### Tarefa proposta 1:
Segundo o texto sobre Isabel Fillardis, qual foi a última novela completa que ela fez na Globo, e em que ano?
#### Texto fornecido
Isabel Fillardis faz balanço dos 50 anos, teatro, etarismo e negritude na TV e desabafa: “Nunca fui protagonista”


A atriz tem fundamental importância para se compreender o papel do negro na teledramaturgia brasileira. Eu tive a sorte de não ter que fazer apenas personagens escravizadas, mas, ainda assim, nunca fiz protagonista. Por isso, creio que, ainda que seja um momento importante o atual, ele também é, por si só tardio”, frisa. Isabel também comenta sobre seu novo projeto, uma peça de teatro na qual vive uma mulher que se descobre lésbica na maturidade. E, para falar sobre esse assunto, chamamos a psicóloga Daniella Martins. Isabel revisita a sua passagem no grupo musical pop “As Sublimes”, há 30 anos, e sobre o quão necessário foi falar sobre o fato de ter tido tireoidite de Hashimoto e melanoma: “Um dos privilégios de ser uma pessoa pública é fazer da minha voz um bem coletivo, trazer exemplos positivos e dar ênfase a isso”

*por Vítor Antunes

Quando Isabel Fillardis apareceu na TV a sua beleza e talento chamaram a atenção. Além disso, outros assuntos também acabaram por ganhar protagonismo: era uma das poucas meninas pretas a fazer trabalhos nas novelas. No início dos anos 1990, os elencos eram majoritariamente brancos. Segundo Isabel, o atual movimento de inclusão de pessoas pretas na televisão, ainda que importante, é tardio. “Viemos quebrando a pedra, lapidando o brilhante e, antes de mim já haviam atrizes, como Lea Garcia (1933-2023) e Ruth de Souza (1921-2019) que abriram espaço. Eu tive a sorte de não ter que fazer apenas personagens escravizadas, mas, ainda assim, nunca fiz protagonista. Por isso, creio que, ainda que seja um momento importante o atual, ele também é, por si só tardio”.

A atriz ressalta a importância de novelas como “Amor Perfeito”, trama recém encerrada das 18h, por ter um elenco majoritariamente preto “e que valorizou outras narrativas, nos viu como pessoas com vida real e foi um trabalho que a própria direção artística pleiteou que fosse uma trama colorida, que tivessemos os nossos cabelos e identidades. Destaca-se também o fato de os pretos nunca haverem sido retratados numa novela de época os Anos 1940 desta forma”. Nos últimos anos, Isabel Fillardis ficou fora das novelas. Retornou à Globo em “Amor Perfeito“, encerrada neste ano. Anteriormente à trama, fez o “The Masked Singer“, reality global onde os convidados participavam cantando fantasiados. Em 2011 fez sua última novela completa na Globo, “Fina Estampa“.

Somente em 2019 faria outra trama, desta vez na Record, “Topíssima”. Esse afastamento, assim como aquele que resultou da abdicação em ser a protagonista da série “Plano Alto” da Record, tem como uma das motivações a Tireoidite de Hashimoto – patologia que ataca a glândula tireoide –  e o melanoma, um câncer de pele. Para a atriz, haver tornado público o fato de ter essas condições, foi válido. “É peciso que humanizemos os artistas, fazer saber que eles passam por questões humanas e que têm problemas como qualquer pessoa. Um dos privilégios de ser uma pessoa pública é fazer da minha voz um bem coletivo, trazer exemplos positivos e dar ênfase a isso. É fazer do meu ofício algo que pode afetar positivamente as pessoas”.
########
### Tarefa proposta 2:
Localize nas entradas abaixo todas as linhas que contêm a palavra "woman" e copie cada uma delas, considerando a diferença entre maiúsculas e minúsculas.
#### Entradas de origem
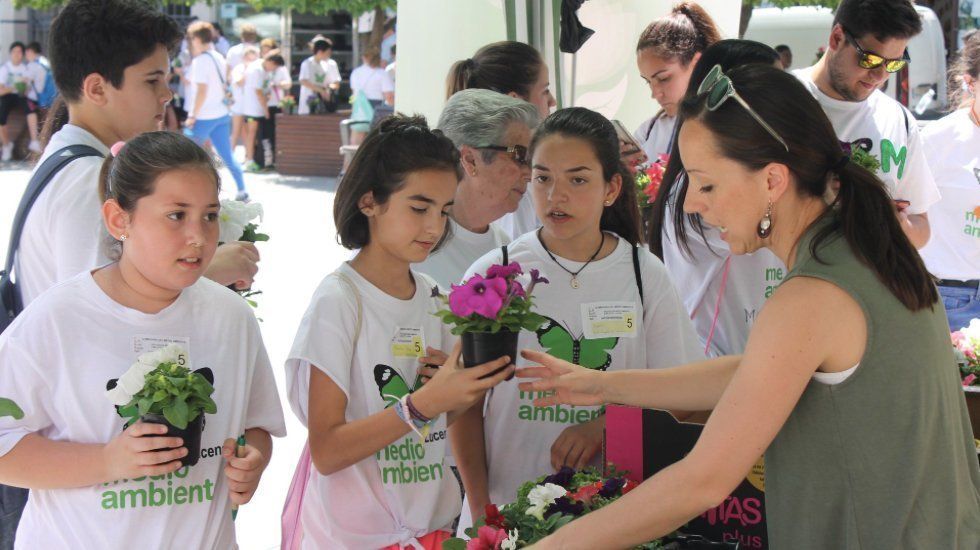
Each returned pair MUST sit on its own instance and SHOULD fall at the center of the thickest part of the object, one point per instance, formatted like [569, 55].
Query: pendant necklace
[574, 282]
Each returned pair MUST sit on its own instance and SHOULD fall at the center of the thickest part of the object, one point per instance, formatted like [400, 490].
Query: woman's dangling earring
[765, 225]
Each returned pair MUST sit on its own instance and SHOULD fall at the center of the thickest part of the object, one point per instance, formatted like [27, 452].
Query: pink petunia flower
[488, 538]
[478, 295]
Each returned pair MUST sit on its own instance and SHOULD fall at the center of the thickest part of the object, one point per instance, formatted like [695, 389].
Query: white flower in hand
[133, 380]
[233, 218]
[543, 496]
[510, 543]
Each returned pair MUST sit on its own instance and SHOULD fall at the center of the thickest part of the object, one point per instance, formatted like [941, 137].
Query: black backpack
[9, 294]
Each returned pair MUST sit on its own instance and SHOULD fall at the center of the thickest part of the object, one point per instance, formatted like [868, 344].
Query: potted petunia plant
[489, 311]
[159, 388]
[966, 348]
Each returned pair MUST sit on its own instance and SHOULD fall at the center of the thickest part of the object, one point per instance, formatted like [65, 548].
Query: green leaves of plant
[174, 392]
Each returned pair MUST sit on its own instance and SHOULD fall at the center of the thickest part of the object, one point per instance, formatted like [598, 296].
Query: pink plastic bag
[292, 511]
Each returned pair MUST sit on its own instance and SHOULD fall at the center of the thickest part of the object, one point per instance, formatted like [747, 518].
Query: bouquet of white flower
[160, 388]
[236, 223]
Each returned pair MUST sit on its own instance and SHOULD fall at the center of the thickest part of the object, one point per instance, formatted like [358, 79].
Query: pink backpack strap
[292, 511]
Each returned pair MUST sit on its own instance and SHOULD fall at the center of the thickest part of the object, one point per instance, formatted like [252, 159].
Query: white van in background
[805, 29]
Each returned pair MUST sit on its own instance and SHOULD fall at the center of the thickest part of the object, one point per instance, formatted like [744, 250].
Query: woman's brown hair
[687, 30]
[504, 67]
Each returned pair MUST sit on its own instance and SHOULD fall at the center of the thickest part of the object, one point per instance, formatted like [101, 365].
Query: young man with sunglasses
[867, 43]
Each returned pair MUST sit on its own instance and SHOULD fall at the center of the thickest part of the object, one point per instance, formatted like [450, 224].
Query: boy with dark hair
[319, 76]
[111, 61]
[42, 90]
[867, 43]
[15, 84]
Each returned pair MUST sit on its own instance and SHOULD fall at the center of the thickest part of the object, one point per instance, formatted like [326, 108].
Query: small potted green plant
[489, 311]
[160, 389]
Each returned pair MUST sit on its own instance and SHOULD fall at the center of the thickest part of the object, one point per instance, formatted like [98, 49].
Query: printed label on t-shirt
[408, 342]
[972, 226]
[145, 344]
[609, 320]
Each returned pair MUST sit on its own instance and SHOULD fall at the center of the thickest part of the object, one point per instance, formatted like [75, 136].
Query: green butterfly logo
[391, 384]
[9, 408]
[589, 353]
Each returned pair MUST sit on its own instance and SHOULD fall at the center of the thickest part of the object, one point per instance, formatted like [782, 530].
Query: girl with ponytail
[518, 70]
[589, 248]
[847, 383]
[665, 55]
[951, 144]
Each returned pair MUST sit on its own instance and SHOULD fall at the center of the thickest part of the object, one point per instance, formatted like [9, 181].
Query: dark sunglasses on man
[870, 60]
[517, 153]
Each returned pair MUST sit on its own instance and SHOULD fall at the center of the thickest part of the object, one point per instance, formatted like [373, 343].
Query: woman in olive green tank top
[847, 383]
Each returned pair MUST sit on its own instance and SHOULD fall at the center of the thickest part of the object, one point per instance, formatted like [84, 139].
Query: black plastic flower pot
[191, 435]
[483, 347]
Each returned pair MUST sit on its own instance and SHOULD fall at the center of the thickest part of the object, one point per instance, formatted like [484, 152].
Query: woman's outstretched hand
[568, 383]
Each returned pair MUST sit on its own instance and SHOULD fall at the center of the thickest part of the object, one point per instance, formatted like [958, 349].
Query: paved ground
[298, 216]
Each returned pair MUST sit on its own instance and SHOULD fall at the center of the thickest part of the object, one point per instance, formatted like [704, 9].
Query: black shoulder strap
[51, 166]
[636, 271]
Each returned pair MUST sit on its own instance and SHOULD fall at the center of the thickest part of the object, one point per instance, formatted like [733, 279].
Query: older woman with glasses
[492, 132]
[847, 383]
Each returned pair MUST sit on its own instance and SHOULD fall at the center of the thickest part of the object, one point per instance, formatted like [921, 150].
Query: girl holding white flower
[377, 436]
[96, 483]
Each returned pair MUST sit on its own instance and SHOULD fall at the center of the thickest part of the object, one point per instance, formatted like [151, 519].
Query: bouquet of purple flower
[489, 311]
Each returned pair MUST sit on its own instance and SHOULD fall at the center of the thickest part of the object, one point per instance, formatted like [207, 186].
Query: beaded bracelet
[415, 412]
[417, 426]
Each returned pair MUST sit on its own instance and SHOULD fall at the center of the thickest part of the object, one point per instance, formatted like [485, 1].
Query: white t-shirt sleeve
[25, 387]
[483, 264]
[670, 336]
[325, 338]
[387, 83]
[304, 69]
[333, 73]
[74, 234]
[264, 410]
[201, 70]
[917, 186]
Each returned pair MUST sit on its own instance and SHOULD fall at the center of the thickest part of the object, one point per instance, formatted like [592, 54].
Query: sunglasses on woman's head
[517, 153]
[869, 60]
[719, 88]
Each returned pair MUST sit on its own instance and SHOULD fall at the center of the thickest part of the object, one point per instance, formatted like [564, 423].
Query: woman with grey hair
[492, 132]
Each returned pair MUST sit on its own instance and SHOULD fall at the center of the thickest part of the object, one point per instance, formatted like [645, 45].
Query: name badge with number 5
[609, 319]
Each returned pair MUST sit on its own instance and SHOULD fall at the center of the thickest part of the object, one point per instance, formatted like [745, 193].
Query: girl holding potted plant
[377, 436]
[609, 306]
[96, 483]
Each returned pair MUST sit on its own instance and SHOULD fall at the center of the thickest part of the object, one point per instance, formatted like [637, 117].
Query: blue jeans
[218, 130]
[962, 305]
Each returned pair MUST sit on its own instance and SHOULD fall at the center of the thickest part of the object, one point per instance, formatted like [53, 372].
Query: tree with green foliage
[748, 5]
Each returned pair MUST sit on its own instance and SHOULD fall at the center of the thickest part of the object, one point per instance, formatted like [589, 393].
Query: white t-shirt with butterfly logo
[405, 490]
[953, 150]
[601, 325]
[56, 360]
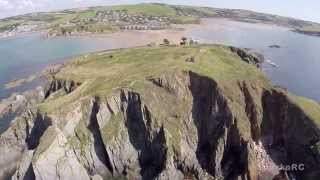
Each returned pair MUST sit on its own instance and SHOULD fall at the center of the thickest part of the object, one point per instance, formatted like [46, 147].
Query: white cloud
[4, 3]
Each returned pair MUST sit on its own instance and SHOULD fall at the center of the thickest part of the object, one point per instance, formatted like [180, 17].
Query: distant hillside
[138, 17]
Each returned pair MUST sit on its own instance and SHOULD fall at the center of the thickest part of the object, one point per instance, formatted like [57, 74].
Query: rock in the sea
[178, 124]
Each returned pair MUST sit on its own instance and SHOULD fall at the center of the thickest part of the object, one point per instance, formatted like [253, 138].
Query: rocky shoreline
[138, 134]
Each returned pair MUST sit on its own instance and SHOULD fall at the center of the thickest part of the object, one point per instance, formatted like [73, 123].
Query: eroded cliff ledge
[146, 113]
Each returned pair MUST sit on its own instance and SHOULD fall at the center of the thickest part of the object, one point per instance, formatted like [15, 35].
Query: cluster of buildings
[128, 21]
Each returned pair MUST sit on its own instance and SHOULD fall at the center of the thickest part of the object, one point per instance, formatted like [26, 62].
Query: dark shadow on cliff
[41, 124]
[29, 174]
[151, 148]
[291, 133]
[99, 147]
[212, 117]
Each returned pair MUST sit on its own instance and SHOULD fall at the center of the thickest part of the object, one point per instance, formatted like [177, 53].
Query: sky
[301, 9]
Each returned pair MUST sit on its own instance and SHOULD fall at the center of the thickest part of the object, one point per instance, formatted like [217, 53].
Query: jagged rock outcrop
[55, 85]
[249, 56]
[178, 124]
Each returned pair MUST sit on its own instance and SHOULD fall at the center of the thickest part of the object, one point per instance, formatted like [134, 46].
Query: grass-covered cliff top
[103, 72]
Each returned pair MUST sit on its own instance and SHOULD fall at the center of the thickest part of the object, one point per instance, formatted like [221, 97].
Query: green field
[175, 14]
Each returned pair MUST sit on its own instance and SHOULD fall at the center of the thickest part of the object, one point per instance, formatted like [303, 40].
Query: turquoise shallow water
[298, 58]
[24, 55]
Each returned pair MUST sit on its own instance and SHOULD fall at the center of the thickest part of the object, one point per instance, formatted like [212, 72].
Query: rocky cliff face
[182, 126]
[177, 125]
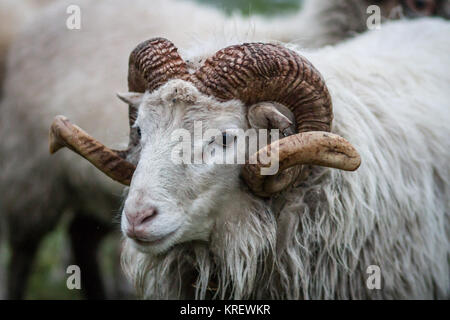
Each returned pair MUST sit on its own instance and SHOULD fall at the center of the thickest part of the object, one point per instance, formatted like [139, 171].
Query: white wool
[316, 240]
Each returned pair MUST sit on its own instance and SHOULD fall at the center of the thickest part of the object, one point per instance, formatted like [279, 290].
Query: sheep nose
[137, 222]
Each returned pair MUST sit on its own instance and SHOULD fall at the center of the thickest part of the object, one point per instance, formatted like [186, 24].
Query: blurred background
[48, 276]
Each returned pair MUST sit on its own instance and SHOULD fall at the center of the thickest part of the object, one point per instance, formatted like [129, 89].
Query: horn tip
[54, 140]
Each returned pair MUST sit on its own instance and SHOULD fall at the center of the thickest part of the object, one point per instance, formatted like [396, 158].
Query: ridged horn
[257, 72]
[111, 162]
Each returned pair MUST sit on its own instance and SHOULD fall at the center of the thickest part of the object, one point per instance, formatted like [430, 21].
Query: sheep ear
[133, 98]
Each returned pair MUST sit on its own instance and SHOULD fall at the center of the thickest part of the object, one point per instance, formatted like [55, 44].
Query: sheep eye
[422, 7]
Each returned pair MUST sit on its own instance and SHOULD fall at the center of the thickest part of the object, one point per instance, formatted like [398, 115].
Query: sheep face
[170, 202]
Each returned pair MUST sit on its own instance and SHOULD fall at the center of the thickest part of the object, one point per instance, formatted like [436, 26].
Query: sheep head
[252, 85]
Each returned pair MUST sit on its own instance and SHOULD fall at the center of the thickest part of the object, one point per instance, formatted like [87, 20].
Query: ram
[228, 231]
[81, 69]
[323, 22]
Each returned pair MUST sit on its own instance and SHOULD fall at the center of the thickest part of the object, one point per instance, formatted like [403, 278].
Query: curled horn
[256, 72]
[111, 162]
[151, 64]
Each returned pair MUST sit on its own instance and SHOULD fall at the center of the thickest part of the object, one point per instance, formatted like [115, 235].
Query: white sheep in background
[200, 231]
[323, 22]
[52, 70]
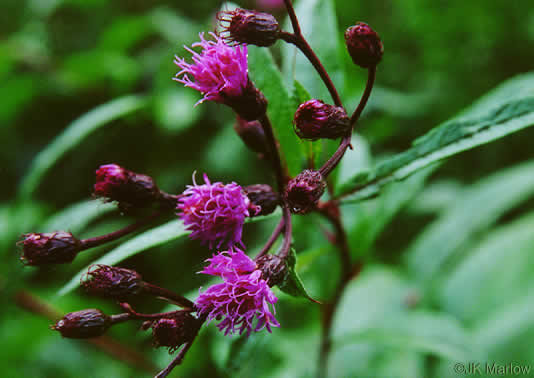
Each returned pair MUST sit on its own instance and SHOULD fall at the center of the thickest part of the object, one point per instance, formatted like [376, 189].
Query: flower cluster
[215, 213]
[219, 71]
[242, 298]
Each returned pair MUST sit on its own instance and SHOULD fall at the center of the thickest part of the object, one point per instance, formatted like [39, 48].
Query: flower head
[314, 120]
[303, 192]
[244, 301]
[214, 212]
[58, 247]
[112, 282]
[364, 45]
[218, 71]
[249, 26]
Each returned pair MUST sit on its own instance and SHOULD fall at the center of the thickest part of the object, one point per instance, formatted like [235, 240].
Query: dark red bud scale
[316, 120]
[83, 324]
[364, 45]
[303, 192]
[49, 248]
[248, 26]
[112, 282]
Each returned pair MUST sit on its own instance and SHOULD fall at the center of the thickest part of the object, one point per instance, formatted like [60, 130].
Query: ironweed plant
[243, 299]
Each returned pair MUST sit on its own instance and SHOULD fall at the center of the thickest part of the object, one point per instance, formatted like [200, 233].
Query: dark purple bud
[251, 133]
[364, 45]
[248, 26]
[112, 282]
[273, 269]
[263, 196]
[303, 192]
[250, 105]
[128, 188]
[58, 247]
[174, 331]
[315, 120]
[83, 324]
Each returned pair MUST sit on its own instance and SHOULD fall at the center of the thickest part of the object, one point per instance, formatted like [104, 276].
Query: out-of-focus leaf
[425, 332]
[493, 274]
[175, 110]
[76, 217]
[494, 116]
[474, 210]
[366, 220]
[268, 79]
[355, 165]
[292, 284]
[125, 32]
[74, 135]
[318, 23]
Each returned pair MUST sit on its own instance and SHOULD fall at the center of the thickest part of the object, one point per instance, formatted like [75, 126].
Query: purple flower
[218, 72]
[215, 213]
[243, 302]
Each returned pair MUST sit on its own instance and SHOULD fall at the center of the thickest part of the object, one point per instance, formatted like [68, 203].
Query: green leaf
[74, 134]
[496, 115]
[493, 274]
[266, 76]
[473, 210]
[318, 23]
[292, 284]
[75, 218]
[421, 331]
[165, 233]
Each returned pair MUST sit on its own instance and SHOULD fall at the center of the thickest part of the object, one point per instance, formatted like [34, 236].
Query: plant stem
[99, 240]
[168, 295]
[286, 246]
[273, 149]
[345, 142]
[298, 40]
[276, 232]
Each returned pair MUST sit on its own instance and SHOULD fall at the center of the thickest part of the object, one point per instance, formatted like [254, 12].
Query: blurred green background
[452, 258]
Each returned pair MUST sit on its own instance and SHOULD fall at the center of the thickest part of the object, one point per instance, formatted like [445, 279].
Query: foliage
[446, 282]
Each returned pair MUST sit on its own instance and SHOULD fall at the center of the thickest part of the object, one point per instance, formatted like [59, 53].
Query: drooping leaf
[266, 76]
[472, 211]
[74, 134]
[292, 284]
[494, 116]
########
### Resposta correta 1:
"Fina Estampa", em 2011.

### Resposta correta 2:
Query: woman's dangling earring
Query: woman's brown hair
Query: woman in olive green tank top
Query: woman's outstretched hand
Query: older woman with glasses
Query: sunglasses on woman's head
Query: woman with grey hair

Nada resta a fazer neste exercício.